**EXTRACT TO READ:**

----------

‘THE LIFE OF THE WORK’ BY SWOON | NOW ON VIEW AT WOODBURY HOUSE
The Show
‘The Life of the Work’ is a major solo exhibition by Swoon, the American artist Caledonia Curry, and the first major survey of her practice ever presented in the United Kingdom. It is also the artist’s first exhibition with Woodbury House. The exhibition opened on 3rd July and remains on view at our flagship Mayfair gallery through 13th August 2026.
There are artists who make work. And there are artists whose work makes things happen: in communities, in institutions, in the way people understand what art is for. Swoon is the second kind.
For over two decades, she has built one of the most distinctive and humane practices in contemporary art. Her work sits in the permanent collections of the Museum of Modern Art, the Brooklyn Museum and Tate Modern, among many others, and she is recognised as one of the first women to gain international recognition in street art. Yet until now, no UK gallery has ever staged a survey of her practice at this scale.
This is the exhibition that brings that story to London in full. Thirty-six works, spanning more than a decade of making, presented together in Mayfair. Every one available to acquire.
The Artist
To understand the weight of this show, it helps to understand the trajectory behind it.
Swoon began on the walls of Brooklyn without permission. A wheat paste artist working in an era before the term street art had even been coined, she took the intimacy of the print out into the city, and in doing so helped define a movement. One of the first women to gain international recognition in street art, she pushed the limits of what the form could mean: not just aesthetically, but ethically, opening the field for a generation of women artists who followed.
From those beginnings, her work arrived, entirely on her own terms, in the world’s most significant museums. The institution took notice early and unequivocally. A landmark commission at the Institute of Contemporary Art Boston. The first solo exhibition the Brooklyn Museum had ever dedicated to a living street artist. Major presentations at the Detroit Institute of Arts, the Albright-Knox Foundation, and the Mezzanine Gallery at the Metropolitan Museum of Art. Permanent collections including the Museum of Modern Art and Tate Modern. Her trajectory through these institutions has been as steady as it has been remarkable, and her work has been the subject of major retrospectives across North America.

----------

**PROVIDED DATA:**
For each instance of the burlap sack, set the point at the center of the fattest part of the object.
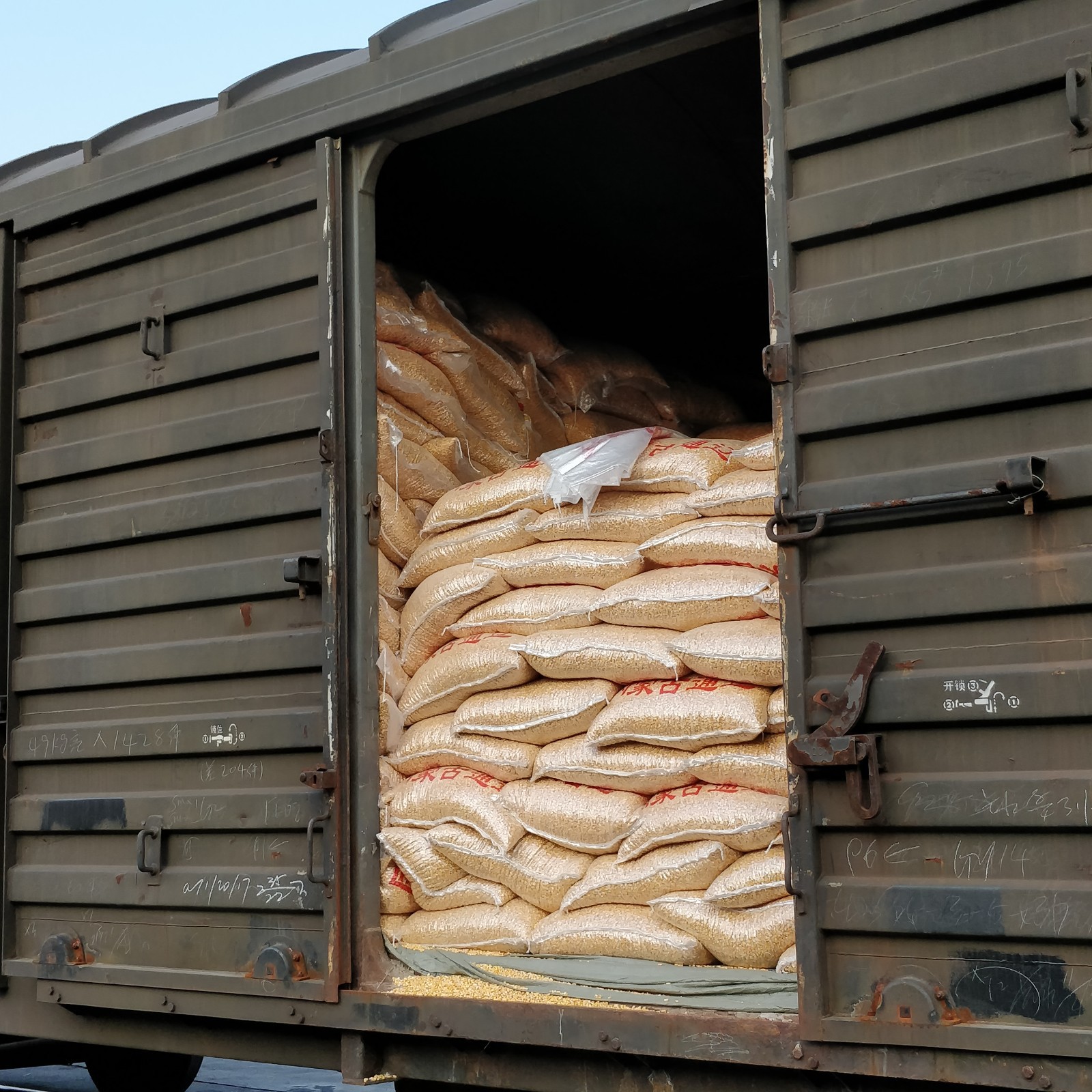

----------

**GIVEN TASK 1:**
Answer each question from the text on the Swoon exhibition.
(a) Until what date does the exhibition remain on view?
(b) How many works does the exhibition present?
(c) Which museum gave the first solo exhibition it had ever dedicated to a living street artist?
**GIVEN TASK 2:** Carry the text on the Swoon exhibition forward from its final sentence, keeping its voice.
The data that accompany this page were collected from a separate source.

**EXERCISE RESPONSE 1:**
(a) 13th August 2026
(b) Thirty-six
(c) The Brooklyn Museum

**EXERCISE RESPONSE 2:**
What sets Swoon apart, though, is that the commitment has never been abstract, and has never stopped at the gallery wall. Across post-disaster zones, communities ravaged by addiction, and towns hollowed out by economic crisis, she has built long-term projects that treat art not as documentation of suffering but as an instrument of collective recovery. In 2015, she founded the Heliotrope Foundation to carry that work forward. Her commitment to expanding the possibilities of art, to repair trauma, foster collective healing, and re-envision the communities we live in, has positioned her at the forefront of socially-engaged art today. The gallery and the community have never been separate worlds in her practice. They are the same world, approached with the same rigour and the same care.
Through all of it, the work itself has only grown: more technically inventive, more emotionally precise, more ambitious in its reach. A classically trained printmaker, Swoon has continually innovated new approaches to large-scale relief printing and intricate papercut work, while expanding into painting, sculpture, installation and found-object assemblage.
It is a career that has never sought permission and has never needed it.
Inside the Exhibition
On view are thirty-six works ranging across every register of Swoon’s output, from the operatic to the intimate, from the monumental to the miniature. Together they represent more than a decade of making, and they show the full range of what her practice has become.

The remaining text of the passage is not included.